Kushi: The Day the Groupon Died

Kushi Izakaya and Sushi is the best sushi in DC.  So we can skip all the gushing over the secret sauce in the pork belly maki and the red redness of the tuna sashimi.  The Japanese eggplant is out of this world: hardly even eggplant, the spicy sauce that comes lightly painted on top makes it even more mysterious and delicious.  But we’re not doing that!  This is about giant ramifications of procrastination of the Groupon variety.

Kushi fills a niche market in Washington.  It is centrally located (at 5th and K NW, just off the edge of Chinatown) and large enough to accommodate crowds of hungry customers.

These factors, plus the fact that yesterday was the last day to use the Kushi Groupon ($50 for $25), made for a perfect storm.  Way back in October when the deal went public, I thought, Oh I’ll have tons of time to use my Groupon.  But as the cut off date ebbed closer and closer, I and many of the 7,000 other people who bought the same deal realized that we could no longer get reservations and converged on Kushi when the doors opened for dinner at 5:30 like seagulls on a fishing trawler.

You can’t fault the restaurant for sticking to their guns with the old When your entire party has arrived, we’ll put your name on the list ploy.  But when Plan B, to just order carryout and get the hell out of Dodge surfaced, the management had made the decision to no longer take carryout orders.  Sorry, we’re just too backed up.

Material provided:
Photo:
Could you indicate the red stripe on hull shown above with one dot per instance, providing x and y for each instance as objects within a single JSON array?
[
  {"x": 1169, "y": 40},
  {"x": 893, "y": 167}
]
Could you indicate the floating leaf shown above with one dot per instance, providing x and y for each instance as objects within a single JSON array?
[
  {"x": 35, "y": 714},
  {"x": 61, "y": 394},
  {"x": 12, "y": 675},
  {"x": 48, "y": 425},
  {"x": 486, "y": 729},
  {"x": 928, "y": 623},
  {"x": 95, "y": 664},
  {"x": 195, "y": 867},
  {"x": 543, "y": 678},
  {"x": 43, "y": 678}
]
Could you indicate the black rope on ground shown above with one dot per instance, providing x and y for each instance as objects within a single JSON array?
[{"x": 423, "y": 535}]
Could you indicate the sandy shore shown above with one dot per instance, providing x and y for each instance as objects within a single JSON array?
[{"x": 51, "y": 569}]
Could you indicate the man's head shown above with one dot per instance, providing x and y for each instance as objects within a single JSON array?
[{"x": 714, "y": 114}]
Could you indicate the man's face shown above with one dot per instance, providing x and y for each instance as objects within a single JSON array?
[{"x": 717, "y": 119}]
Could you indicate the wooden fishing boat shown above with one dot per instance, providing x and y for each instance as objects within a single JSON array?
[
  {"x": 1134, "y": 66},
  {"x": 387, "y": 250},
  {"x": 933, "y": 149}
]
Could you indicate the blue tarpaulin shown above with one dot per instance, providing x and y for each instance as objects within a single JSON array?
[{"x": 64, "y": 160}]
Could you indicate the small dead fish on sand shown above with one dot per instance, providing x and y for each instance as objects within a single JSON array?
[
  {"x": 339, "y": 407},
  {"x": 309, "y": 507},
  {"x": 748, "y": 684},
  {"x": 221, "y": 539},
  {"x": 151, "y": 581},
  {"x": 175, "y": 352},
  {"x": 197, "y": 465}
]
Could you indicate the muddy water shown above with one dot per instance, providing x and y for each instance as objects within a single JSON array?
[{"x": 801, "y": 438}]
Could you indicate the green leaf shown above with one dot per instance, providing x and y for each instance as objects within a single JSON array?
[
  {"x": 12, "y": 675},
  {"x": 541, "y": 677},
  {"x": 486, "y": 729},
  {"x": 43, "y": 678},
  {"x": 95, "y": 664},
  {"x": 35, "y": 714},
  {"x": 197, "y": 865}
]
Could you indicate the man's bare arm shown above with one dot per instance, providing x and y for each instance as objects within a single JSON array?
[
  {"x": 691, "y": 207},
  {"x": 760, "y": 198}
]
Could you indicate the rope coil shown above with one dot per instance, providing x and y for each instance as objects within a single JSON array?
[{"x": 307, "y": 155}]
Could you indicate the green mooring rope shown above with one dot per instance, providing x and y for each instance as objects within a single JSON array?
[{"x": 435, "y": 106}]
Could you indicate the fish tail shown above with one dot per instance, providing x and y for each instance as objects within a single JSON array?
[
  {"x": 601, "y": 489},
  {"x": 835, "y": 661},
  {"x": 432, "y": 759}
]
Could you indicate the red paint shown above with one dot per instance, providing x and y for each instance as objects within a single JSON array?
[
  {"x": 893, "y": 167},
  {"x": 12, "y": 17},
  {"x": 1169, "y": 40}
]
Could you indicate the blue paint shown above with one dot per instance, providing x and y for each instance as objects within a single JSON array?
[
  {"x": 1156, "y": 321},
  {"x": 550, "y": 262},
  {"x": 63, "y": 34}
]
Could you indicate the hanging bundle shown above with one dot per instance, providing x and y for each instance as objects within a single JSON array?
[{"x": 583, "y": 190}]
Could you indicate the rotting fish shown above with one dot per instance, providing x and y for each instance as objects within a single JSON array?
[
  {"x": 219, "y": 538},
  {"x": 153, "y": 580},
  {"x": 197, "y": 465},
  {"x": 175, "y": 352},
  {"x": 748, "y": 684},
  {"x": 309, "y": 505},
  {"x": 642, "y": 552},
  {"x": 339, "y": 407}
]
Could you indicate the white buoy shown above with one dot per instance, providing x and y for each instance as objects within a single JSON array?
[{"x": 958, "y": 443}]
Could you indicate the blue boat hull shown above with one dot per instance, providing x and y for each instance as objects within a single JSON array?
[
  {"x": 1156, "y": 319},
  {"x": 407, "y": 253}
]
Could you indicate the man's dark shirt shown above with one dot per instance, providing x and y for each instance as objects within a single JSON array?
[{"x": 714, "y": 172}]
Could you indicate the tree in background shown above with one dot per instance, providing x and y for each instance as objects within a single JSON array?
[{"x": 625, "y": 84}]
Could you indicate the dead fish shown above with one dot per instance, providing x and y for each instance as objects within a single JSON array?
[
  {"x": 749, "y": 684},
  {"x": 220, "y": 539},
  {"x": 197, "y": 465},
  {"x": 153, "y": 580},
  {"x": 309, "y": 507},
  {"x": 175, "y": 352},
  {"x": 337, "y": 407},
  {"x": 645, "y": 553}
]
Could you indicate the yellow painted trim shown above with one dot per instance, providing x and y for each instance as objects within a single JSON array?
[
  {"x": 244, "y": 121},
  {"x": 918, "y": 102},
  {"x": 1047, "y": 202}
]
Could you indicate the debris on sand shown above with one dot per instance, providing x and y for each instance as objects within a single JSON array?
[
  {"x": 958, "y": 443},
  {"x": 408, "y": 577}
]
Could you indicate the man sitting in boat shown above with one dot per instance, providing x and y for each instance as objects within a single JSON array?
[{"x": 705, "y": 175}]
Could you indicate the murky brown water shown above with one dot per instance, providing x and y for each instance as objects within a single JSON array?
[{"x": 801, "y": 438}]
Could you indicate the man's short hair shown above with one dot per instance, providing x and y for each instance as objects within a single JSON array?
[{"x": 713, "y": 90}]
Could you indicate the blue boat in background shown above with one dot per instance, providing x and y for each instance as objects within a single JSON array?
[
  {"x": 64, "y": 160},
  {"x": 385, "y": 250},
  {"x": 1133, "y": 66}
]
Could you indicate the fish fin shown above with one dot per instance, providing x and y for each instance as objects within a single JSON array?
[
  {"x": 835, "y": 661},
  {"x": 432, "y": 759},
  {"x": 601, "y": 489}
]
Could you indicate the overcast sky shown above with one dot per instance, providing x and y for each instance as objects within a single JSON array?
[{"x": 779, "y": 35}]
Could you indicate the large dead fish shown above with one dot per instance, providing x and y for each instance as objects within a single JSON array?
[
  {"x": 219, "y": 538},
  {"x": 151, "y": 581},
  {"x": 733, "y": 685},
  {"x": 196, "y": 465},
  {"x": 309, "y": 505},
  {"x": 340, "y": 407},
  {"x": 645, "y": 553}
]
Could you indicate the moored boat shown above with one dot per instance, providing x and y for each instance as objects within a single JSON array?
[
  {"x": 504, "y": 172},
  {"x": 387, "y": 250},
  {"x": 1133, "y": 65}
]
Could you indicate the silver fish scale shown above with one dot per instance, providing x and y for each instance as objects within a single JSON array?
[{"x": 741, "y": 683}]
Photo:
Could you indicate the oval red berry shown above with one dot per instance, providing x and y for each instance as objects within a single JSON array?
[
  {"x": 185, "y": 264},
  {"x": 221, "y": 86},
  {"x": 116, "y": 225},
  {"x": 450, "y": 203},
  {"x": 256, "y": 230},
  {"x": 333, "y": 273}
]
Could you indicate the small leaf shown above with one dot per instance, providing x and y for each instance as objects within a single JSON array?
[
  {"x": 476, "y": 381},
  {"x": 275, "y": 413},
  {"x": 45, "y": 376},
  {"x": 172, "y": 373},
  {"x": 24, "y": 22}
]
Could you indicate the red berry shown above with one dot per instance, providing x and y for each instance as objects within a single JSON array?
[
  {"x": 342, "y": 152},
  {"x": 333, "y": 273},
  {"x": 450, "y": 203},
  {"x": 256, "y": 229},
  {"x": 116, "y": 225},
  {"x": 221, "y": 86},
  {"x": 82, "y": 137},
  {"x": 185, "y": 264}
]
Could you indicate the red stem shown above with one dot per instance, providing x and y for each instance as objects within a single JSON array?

What is expected: Pick up the Kushi Groupon post where it stops and keep it going. The records have nothing to do with what comes next.

Answer to the task:
Plan C: order dinner from the bar and hold on tightly to our bar stools.  People did not stop pouring through the doors until at least 7:30, when most had given up hope of ever getting any delicious maki ever, and most of them ended up in the increasingly crowded bar area.  The bar was out of Kirin Light by 7:00 when the Asahi started sputtering out of the tap.

The servers had the look of ER nurses in the middle of an 18 hour shift.  One waitress told me that the last two weeks before the Groupon expired had been crazy, so imagine the very last day.  Most could communicate with other staff without words, just with touches and looks.  They were all in the trenches together, waiting for it all to be over.  They may have been wishing for the good days back at Sticky Rice (staff can graduate from Sticky Rice to Kushi, as it were).

The hostesses who were in charge of seating seemed to get the worst of it, and they gave as good as they got.  There’s a point you reach when you just don’t care what the next question is, the answer will be no.  That was the hostess situation at Kushi.  Can you blame them?  No.  Were they still awful to behold?  Oh yes.

Kushi is an amazing dining experience.  I can’t even recognize most of the ingredients that make up one dish there, but I know that they are amazing.  The care of presentation and preparation alone makes the customer slow down and appreciate each part of his meal, which is what sushi should be about.

The lesson here?  Don’t wait til the last minute!  Use those Groupons, people, the end is near.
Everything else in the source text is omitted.